London skyline, with residential buildings in the foreground, and the Shard and Walkie Talkie in the distance. Photograph by Joe Smith

Health effects of air pollution

Our message for the Conservatives at their party conference

17 October 2024
|
4 min read

Championing policies that support businesses to reduce their polluting emissions is one way the opposition can use its influence to hold the Government to account and improve people’s health.

This article was originally published by Conservative Home as part of their special edition for the 2024 Conservative Party Conference. 

 

As you’re reading this sentence, it’s likely you’re breathing polluted air.

That’s because in 40 cities across the UK, people are inhaling levels of air pollution which are equal to –  and often surpass – the World Health Organization’s limits.

In opposition, the Conservatives have an important role to play in holding the new Government to account on its environmental commitments. Championing policies that support businesses to reduce their polluting emissions is one way the opposition can use its influence to hold the Government to account and improve people’s health.

How air pollution devastates health and damages the economy

Prolonged exposure to air pollution increases a person’s chances of dying from cancer by over 20%. It also causes heart attacks, strokes, asthma, and dementia. For all these reasons, air pollution contributes to up to 43,000 deaths every year in the UK.

While we’re all affected, air pollution disproportionately harms certain groups of people. People in urban areas are most exposed to air pollution and, in those areas, it’s people from minoritised communities, people in lower income areas, and children who are among the most affected by it.

==================================================

● Task set:
A: Repeat the article on air pollution word for word, from "As you’re reading" up to and including "Health Organization’s limits.".
B: Answer these questions using the article on air pollution:
(i) In how many UK cities are people breathing air pollution at levels equal to or above the World Health Organization's limits?
(ii) By how much does prolonged exposure to air pollution increase a person's chances of dying from cancer?
(iii) Up to how many deaths a year in the UK does air pollution contribute to?
The lines after this point are separate material and not part of the article on air pollution.

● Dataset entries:

==================================================

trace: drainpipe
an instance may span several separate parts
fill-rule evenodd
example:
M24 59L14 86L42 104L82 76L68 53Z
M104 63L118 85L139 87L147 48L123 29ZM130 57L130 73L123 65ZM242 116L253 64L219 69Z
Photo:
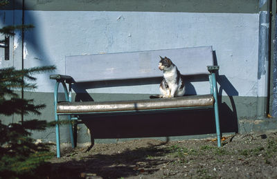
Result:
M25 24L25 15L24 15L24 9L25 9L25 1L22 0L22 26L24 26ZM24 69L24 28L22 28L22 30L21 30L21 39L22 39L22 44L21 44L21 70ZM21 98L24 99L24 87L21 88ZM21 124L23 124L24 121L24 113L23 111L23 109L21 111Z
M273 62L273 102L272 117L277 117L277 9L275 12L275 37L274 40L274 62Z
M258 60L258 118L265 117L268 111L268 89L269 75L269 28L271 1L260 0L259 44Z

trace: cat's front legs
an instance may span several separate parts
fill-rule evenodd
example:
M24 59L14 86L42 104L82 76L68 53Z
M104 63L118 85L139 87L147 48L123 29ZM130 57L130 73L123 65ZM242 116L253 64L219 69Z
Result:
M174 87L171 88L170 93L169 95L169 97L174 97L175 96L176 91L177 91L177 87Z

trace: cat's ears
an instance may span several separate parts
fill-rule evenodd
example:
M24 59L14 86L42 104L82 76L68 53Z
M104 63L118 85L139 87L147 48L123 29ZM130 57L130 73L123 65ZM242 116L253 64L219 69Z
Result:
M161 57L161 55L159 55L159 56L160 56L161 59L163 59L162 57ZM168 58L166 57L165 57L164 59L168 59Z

==================================================

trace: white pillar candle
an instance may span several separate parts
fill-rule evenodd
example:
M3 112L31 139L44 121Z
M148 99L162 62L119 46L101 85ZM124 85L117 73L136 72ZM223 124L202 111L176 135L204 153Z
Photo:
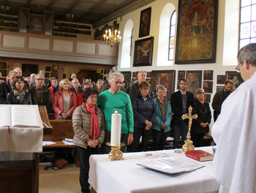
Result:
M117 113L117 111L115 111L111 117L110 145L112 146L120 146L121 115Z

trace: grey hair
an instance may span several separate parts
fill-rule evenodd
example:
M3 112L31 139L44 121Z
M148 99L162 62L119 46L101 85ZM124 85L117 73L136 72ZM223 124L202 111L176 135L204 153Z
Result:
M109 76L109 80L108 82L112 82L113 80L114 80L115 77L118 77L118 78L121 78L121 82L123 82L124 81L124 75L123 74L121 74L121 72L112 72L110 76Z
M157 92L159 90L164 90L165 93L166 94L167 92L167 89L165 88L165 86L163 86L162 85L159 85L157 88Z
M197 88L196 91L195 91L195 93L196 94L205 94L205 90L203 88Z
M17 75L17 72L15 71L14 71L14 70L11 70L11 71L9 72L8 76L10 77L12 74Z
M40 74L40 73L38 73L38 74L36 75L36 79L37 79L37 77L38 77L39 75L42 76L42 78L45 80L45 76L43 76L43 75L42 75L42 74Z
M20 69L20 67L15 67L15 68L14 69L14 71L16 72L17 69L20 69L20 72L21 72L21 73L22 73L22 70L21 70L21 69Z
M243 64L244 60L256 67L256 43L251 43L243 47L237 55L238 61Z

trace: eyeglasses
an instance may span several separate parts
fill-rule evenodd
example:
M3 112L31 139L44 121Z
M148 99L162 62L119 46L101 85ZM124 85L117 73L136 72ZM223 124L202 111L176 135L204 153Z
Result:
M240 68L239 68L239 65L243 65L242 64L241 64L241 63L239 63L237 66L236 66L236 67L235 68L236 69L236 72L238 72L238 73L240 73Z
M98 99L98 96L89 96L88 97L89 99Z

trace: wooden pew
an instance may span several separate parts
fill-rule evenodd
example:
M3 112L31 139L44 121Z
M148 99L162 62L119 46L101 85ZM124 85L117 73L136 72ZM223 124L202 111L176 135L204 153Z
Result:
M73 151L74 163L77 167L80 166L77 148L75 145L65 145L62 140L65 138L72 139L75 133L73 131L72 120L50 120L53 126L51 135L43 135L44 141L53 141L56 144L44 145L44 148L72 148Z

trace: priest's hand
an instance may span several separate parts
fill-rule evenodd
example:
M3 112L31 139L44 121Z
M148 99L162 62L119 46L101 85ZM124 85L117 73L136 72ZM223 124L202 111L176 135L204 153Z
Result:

==================================================

● Exercise solutions:
A:
As you’re reading this sentence, it’s likely you’re breathing polluted air.

That’s because in 40 cities across the UK, people are inhaling levels of air pollution which are equal to –  and often surpass – the World Health Organization’s limits.

B:
(i) 40
(ii) By over 20%
(iii) Up to 43,000